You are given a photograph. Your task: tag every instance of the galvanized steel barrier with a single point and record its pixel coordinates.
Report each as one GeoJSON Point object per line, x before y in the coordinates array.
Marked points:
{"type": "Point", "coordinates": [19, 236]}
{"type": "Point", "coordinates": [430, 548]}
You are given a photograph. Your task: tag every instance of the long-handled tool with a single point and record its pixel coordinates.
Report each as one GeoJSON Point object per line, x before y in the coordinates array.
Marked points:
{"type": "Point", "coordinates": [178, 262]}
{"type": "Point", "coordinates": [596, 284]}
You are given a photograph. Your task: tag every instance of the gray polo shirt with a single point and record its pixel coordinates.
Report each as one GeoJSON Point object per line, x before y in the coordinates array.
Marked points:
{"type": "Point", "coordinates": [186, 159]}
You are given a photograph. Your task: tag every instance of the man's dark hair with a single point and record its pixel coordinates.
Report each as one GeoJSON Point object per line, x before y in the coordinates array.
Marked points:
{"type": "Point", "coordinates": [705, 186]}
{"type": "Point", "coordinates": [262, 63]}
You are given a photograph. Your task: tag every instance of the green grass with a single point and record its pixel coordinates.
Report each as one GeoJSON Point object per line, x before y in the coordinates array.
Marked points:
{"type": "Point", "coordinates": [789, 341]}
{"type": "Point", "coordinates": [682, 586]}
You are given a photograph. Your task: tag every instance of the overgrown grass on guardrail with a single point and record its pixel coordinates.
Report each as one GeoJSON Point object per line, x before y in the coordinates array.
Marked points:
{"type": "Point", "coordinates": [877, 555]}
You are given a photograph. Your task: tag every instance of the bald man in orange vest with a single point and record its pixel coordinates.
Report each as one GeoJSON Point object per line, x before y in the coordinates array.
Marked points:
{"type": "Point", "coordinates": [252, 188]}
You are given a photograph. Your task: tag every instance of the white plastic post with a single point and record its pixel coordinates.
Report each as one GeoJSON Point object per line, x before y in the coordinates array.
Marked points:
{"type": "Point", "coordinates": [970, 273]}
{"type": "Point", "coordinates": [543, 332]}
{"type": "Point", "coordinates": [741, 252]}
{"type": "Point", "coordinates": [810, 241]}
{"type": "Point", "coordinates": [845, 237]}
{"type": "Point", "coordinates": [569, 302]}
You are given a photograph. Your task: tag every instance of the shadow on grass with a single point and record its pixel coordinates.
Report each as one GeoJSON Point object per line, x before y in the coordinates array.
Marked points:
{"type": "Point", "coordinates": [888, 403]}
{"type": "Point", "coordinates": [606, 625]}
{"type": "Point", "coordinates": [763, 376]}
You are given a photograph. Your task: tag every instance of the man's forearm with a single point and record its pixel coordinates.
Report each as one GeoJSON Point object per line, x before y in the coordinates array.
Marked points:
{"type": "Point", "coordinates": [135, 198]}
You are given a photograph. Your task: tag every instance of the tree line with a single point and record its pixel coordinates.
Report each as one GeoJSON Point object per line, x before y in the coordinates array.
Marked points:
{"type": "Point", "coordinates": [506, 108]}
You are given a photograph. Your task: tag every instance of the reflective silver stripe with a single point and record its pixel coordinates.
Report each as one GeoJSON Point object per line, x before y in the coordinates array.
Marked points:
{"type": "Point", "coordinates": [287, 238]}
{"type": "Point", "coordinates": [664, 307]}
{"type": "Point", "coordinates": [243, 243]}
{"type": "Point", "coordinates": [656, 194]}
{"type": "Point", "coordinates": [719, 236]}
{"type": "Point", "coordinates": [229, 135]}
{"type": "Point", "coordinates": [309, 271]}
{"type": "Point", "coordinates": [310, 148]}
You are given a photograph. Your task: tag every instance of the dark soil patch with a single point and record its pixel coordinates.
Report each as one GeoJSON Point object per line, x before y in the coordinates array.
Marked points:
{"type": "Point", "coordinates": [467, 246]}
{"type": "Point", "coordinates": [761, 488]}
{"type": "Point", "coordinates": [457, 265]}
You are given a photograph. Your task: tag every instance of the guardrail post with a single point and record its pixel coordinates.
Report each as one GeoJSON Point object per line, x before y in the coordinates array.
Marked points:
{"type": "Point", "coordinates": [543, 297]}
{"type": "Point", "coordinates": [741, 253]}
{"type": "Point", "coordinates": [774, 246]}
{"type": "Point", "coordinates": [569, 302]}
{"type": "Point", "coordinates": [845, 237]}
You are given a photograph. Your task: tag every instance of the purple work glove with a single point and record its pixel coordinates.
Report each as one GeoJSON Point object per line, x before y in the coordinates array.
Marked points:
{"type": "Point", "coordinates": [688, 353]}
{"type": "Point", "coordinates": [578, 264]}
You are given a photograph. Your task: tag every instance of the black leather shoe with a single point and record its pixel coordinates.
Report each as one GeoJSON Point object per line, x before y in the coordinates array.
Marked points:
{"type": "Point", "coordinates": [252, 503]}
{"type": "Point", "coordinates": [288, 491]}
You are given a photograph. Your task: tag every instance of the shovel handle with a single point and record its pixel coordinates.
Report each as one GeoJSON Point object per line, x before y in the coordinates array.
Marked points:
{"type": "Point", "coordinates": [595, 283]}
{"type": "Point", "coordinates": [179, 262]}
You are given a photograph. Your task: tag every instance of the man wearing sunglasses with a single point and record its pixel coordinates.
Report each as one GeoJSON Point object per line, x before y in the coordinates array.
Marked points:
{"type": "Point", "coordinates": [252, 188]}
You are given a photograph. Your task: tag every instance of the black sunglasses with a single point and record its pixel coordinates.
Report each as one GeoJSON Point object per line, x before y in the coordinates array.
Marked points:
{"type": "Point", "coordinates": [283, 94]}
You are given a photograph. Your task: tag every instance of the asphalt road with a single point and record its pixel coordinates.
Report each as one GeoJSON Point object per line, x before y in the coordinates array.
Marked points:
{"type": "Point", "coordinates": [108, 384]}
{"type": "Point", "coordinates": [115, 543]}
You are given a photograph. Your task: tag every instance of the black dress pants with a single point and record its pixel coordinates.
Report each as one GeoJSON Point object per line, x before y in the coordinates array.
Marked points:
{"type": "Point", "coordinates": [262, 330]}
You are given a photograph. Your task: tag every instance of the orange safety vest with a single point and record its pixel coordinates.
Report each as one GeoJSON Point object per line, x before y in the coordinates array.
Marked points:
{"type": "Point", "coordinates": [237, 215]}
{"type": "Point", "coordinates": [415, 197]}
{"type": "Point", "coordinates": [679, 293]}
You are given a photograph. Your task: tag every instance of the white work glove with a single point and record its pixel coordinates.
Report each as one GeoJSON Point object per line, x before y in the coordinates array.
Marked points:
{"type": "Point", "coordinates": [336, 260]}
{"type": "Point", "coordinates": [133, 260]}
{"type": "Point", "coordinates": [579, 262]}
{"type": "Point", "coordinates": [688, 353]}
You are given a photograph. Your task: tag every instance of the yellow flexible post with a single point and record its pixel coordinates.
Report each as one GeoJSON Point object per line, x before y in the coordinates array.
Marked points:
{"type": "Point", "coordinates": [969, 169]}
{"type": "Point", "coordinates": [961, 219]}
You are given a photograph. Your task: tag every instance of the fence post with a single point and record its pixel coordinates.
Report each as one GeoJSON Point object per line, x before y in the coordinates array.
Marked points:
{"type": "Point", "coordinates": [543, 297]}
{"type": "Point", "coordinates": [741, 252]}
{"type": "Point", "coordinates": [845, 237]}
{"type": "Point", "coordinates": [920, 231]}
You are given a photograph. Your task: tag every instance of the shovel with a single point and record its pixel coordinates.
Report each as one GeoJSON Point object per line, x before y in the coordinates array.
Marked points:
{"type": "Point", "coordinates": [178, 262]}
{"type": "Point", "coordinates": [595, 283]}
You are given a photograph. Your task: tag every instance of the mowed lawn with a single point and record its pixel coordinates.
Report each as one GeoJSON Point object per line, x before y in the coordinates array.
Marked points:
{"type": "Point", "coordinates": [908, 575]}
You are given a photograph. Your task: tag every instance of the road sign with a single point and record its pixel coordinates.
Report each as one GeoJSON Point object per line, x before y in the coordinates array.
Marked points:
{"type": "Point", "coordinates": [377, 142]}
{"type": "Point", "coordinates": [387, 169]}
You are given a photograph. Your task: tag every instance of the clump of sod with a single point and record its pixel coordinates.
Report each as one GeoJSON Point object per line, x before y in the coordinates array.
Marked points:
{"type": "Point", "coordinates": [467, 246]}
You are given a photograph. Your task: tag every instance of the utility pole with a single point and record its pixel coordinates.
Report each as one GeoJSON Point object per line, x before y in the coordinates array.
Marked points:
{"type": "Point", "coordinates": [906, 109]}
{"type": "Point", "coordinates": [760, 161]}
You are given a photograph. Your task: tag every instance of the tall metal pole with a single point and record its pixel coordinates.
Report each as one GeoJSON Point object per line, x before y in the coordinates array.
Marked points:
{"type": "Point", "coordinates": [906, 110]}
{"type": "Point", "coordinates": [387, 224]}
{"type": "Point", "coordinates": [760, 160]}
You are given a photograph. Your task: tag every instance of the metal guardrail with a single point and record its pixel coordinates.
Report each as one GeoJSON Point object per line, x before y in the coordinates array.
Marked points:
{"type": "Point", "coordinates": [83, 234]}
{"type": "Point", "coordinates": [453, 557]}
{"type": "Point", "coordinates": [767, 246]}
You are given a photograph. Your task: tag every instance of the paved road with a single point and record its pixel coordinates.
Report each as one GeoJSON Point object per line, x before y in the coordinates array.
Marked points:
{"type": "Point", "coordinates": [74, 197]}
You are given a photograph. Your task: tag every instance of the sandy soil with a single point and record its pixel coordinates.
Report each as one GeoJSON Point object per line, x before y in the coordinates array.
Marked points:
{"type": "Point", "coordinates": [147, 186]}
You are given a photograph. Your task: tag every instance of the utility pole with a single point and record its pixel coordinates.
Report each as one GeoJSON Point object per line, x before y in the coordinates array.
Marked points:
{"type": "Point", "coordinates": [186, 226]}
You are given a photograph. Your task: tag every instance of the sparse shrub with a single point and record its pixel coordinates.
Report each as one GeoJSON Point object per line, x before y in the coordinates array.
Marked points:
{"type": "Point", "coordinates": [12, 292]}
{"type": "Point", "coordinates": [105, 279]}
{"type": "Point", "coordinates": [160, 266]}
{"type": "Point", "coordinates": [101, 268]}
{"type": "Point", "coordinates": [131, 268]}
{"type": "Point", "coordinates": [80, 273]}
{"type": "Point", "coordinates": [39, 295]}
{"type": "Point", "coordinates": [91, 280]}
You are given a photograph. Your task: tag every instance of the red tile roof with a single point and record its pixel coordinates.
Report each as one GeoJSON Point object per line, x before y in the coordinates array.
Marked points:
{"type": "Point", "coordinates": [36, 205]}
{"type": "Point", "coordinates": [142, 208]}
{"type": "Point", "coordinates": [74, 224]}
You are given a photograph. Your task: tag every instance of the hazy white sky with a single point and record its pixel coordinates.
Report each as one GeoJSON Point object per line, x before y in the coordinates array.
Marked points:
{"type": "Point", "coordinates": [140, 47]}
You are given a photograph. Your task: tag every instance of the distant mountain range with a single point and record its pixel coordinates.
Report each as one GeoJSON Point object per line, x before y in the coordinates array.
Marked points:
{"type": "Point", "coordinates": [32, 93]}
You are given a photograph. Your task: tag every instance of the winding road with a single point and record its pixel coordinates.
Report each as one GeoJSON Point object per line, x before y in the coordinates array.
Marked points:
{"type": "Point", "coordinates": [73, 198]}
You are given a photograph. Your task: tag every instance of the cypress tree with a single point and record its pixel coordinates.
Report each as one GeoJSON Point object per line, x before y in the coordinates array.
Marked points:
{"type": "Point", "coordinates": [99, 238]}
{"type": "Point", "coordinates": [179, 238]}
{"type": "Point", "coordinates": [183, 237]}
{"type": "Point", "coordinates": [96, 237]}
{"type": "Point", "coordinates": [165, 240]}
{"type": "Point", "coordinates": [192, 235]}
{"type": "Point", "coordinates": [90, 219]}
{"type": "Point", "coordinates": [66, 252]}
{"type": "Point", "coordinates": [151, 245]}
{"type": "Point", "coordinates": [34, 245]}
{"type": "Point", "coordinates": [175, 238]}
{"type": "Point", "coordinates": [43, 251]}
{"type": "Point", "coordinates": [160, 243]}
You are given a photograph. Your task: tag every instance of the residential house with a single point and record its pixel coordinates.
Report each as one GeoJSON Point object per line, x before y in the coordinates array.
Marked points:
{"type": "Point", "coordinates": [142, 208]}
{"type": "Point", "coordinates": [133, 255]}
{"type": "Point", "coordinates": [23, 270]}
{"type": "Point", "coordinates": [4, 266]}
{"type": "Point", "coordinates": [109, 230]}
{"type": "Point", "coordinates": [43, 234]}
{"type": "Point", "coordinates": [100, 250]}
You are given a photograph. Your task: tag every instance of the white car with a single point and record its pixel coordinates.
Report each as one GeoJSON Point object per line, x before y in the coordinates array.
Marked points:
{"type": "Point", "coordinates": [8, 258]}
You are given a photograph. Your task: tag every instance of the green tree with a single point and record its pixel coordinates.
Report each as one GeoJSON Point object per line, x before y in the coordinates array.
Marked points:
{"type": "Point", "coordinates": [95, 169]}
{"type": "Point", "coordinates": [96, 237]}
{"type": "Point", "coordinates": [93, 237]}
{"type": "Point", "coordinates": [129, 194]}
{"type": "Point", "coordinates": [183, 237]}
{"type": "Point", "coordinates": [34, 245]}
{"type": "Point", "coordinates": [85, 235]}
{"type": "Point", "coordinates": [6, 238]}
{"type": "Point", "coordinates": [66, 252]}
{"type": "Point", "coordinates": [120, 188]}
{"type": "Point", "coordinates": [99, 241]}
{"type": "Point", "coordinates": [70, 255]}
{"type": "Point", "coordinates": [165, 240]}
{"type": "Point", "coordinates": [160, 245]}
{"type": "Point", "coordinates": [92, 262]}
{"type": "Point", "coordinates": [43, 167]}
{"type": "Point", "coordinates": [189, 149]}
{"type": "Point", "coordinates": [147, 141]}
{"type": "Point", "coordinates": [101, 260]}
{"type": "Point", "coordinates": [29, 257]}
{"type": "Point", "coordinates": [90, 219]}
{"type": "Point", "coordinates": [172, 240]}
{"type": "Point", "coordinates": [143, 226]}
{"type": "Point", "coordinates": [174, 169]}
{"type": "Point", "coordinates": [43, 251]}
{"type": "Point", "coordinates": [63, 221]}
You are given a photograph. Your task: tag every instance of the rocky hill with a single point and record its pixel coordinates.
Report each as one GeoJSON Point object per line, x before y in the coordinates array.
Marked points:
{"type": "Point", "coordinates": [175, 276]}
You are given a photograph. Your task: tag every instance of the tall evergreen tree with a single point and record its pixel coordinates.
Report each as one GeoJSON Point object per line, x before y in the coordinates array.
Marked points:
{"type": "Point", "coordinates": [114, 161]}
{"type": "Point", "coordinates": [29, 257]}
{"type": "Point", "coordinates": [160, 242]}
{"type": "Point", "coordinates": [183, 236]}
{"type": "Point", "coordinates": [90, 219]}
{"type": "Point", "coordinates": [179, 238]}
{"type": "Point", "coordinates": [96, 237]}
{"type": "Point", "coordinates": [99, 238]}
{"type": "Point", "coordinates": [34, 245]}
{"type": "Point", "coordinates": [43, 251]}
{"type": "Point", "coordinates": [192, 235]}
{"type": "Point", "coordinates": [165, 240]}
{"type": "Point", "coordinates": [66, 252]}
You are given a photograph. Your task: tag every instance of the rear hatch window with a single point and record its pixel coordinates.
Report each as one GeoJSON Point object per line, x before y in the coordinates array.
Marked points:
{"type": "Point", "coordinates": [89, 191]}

» Required work
Which lines above hold the string "sunglasses"? Please copy all of them.

» Problem solution
You are given a photograph. Your task: tag every instance of the man wearing sunglasses with a single point and record its pixel coordinates.
You are given a photograph. Your task: tag every instance of the black sunglasses with a single point and record its pixel coordinates.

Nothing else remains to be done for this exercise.